Tareas:
1. Indica si cada afirmación coincide con el texto sobre las campanas: (a) una de las campanas se fundió en el taller de Astillero Río Santiago; (b) existen registros oficiales de cuándo se instalaron las campanas; (c) las campanas suenan de forma automática. Responde sí o no y cita las palabras del texto que lo deciden.
2. Reproduce del texto sobre las campanas el fragmento que va de "Una es de bronce, y" a "de su vida.", ambos incluidos.

Texto proporcionado:
Una es de bronce, y otra de hierro. Una fue fundida en el taller de Astillero Río Santiago, y la otra en el de un reconocido herrero del barrio; que, con su partida, agregó otra baja a un oficio que, lamentablemente, se va extinguiendo entre nosotros. No hay registros oficiales de cuándo y cómo fueron instaladas, y bendecidas. Sí se sabe, por referencias de los vecinos, que eso ocurrió hace pocas décadas. Uno de los entonces jóvenes, que participó de su colocación, acaba de fallecer. Y su viuda me confió que siempre recordaba aquel momento. Había sido –me dijo- uno de los hechos más importantes de su vida.
Son pequeñas pero lo suficientemente sonoras, para dar debida cuenta del llamado de Dios, a la oración, desde Sagrado Corazón de Jesús, de Cambaceres. Están ubicadas en lo alto de un poste metálico para alumbrado público; y cubiertas, de algún modo, con un pequeño techito de chapa. Por supuesto, deben ser tocadas a mano; con un alambre unido a los dos badajos. Y, aunque no sean pesadas, demandan del párroco, y de algún otro voluntario, músculos y, sobre todo, corazón, bien dispuestos…
Llaman a la Santa Misa, algunos minutos antes del Santo Sacrificio. Y, por supuesto, brindan su aporte al propio desarrollo de la celebración; cuando las rúbricas mandan hacer sonarlas, por ejemplo, en la Vigilia Pascual. Cosechan las miradas llenas de asombro de los más pequeñitos; que suelen quedarse extasiados contemplando su poder sonoro. Reciben gestos de aprobación de circunstanciales transeúntes que, presas de graves preocupaciones de la vida, son elevados, por unos instantes, a un Cielo anticipado. Y, también, son alabadas por adultos mayores; que recuerdan con emoción sus tiempos como monaguillos, o en la catequesis.
Por cierto, no reciben únicamente elogios. Especialmente, el Domingo por la mañana, al sonar para la Misa de las nueve, suelen ser bañadas por una catarata de insultos; como rebote de los improperios dirigidos al cura. El párroco escucha sin chistar las ofensas a su extinta madre; y ofrece ese momento, claro está, por la conversión de los pecadores, y el regreso o la llegada de quienes no están… La potente voz de Dios que llama; y que, con frecuencia, no quiere ser escuchada, demuestra entonces que nunca es indiferente.

Registros:

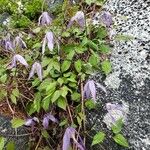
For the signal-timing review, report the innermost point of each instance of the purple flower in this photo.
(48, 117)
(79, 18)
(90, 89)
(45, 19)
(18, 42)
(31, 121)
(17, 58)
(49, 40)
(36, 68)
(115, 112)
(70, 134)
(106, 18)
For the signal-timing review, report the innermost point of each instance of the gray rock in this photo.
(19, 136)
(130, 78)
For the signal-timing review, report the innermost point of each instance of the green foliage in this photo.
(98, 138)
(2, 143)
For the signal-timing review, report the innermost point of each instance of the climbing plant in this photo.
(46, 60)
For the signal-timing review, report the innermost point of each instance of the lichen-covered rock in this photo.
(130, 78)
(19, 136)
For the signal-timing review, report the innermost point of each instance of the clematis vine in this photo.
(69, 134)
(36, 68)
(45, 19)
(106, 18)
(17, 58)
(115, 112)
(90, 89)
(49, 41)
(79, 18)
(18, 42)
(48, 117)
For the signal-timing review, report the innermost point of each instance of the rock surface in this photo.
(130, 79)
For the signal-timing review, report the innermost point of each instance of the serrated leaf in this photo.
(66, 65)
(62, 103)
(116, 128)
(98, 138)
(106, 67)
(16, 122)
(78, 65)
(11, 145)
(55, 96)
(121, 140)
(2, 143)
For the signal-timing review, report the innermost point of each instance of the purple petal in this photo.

--

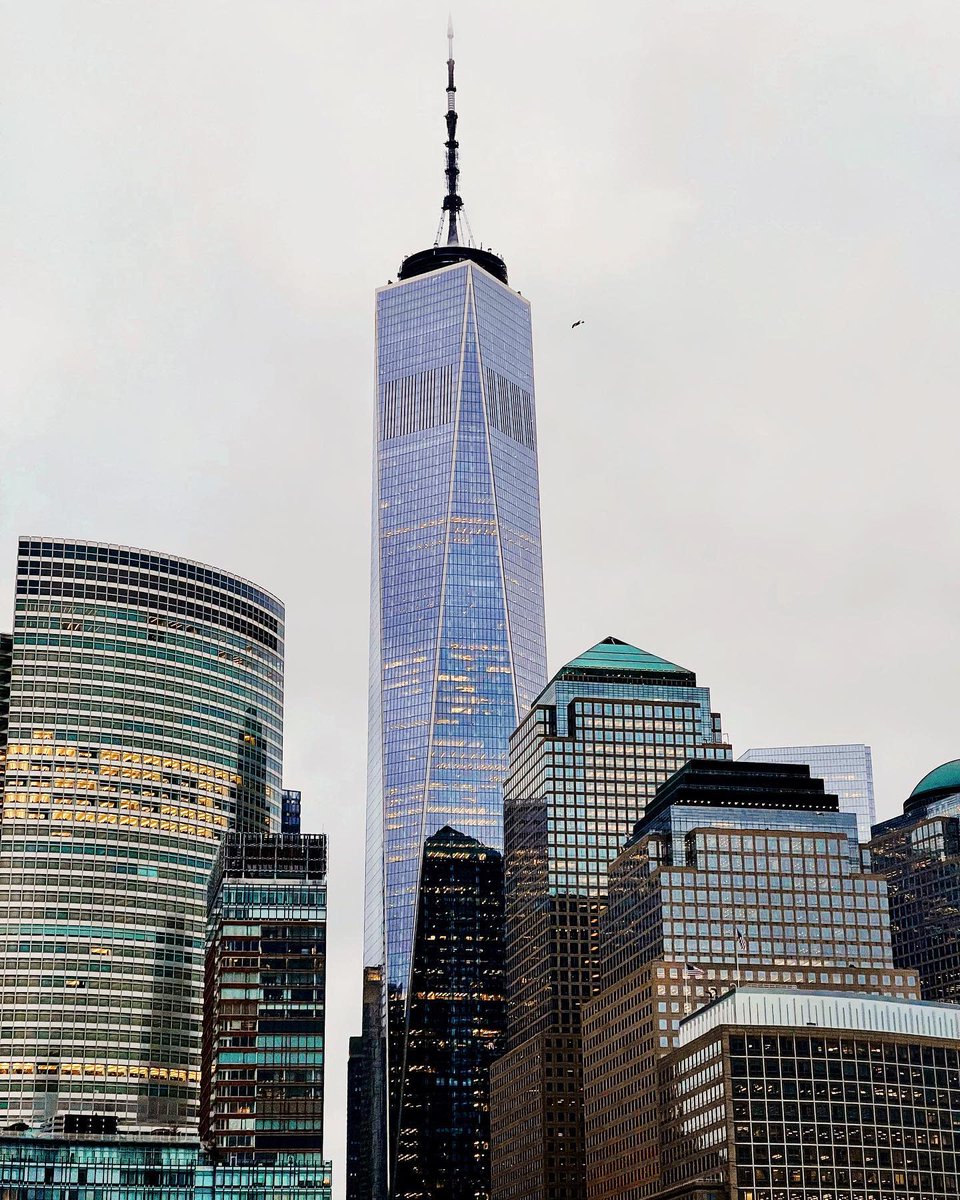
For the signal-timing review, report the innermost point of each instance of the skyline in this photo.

...

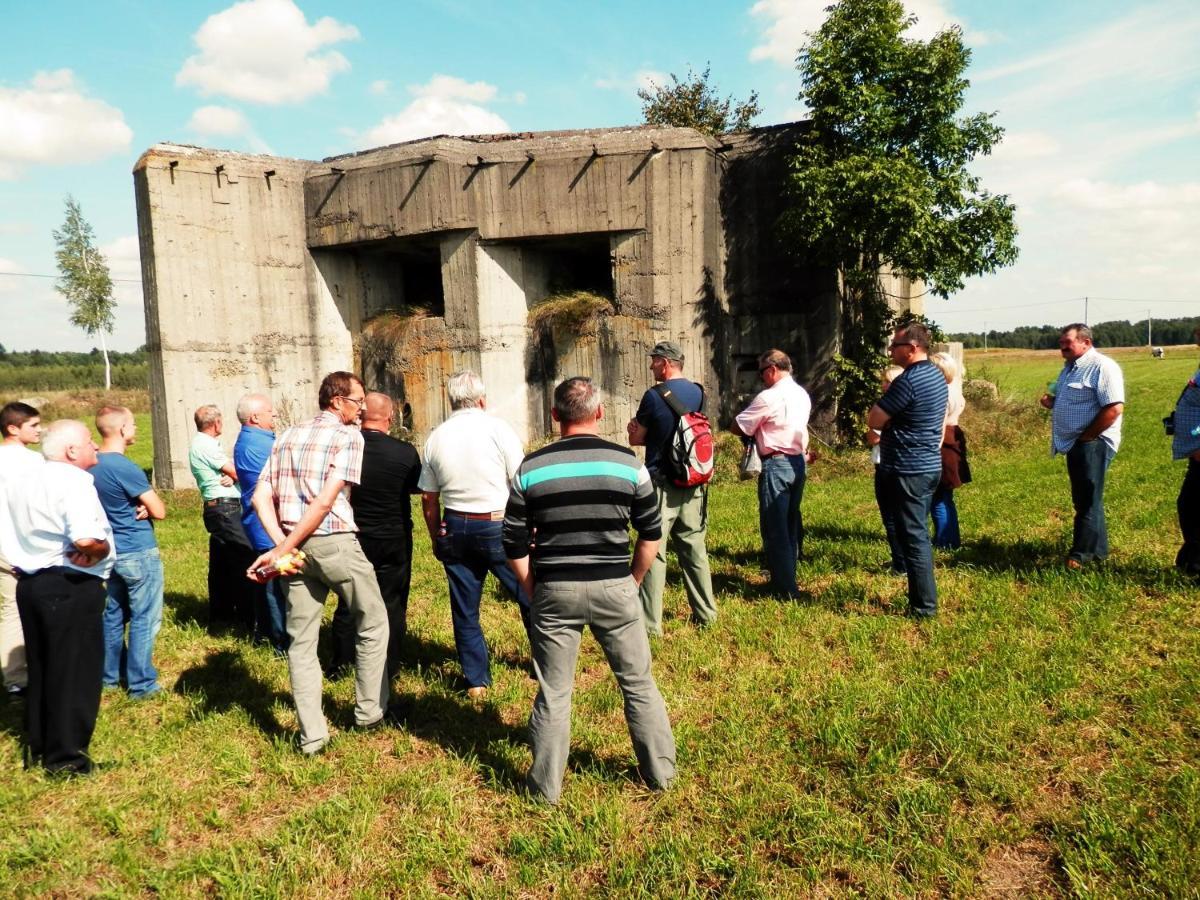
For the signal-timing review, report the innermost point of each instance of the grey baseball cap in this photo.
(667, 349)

Resultados:
1.
(a) Sí: «Una fue fundida en el taller de Astillero Río Santiago».
(b) No: «No hay registros oficiales de cuándo y cómo fueron instaladas, y bendecidas».
(c) No: «Por supuesto, deben ser tocadas a mano».

2.
Una es de bronce, y otra de hierro. Una fue fundida en el taller de Astillero Río Santiago, y la otra en el de un reconocido herrero del barrio; que, con su partida, agregó otra baja a un oficio que, lamentablemente, se va extinguiendo entre nosotros. No hay registros oficiales de cuándo y cómo fueron instaladas, y bendecidas. Sí se sabe, por referencias de los vecinos, que eso ocurrió hace pocas décadas. Uno de los entonces jóvenes, que participó de su colocación, acaba de fallecer. Y su viuda me confió que siempre recordaba aquel momento. Había sido –me dijo- uno de los hechos más importantes de su vida.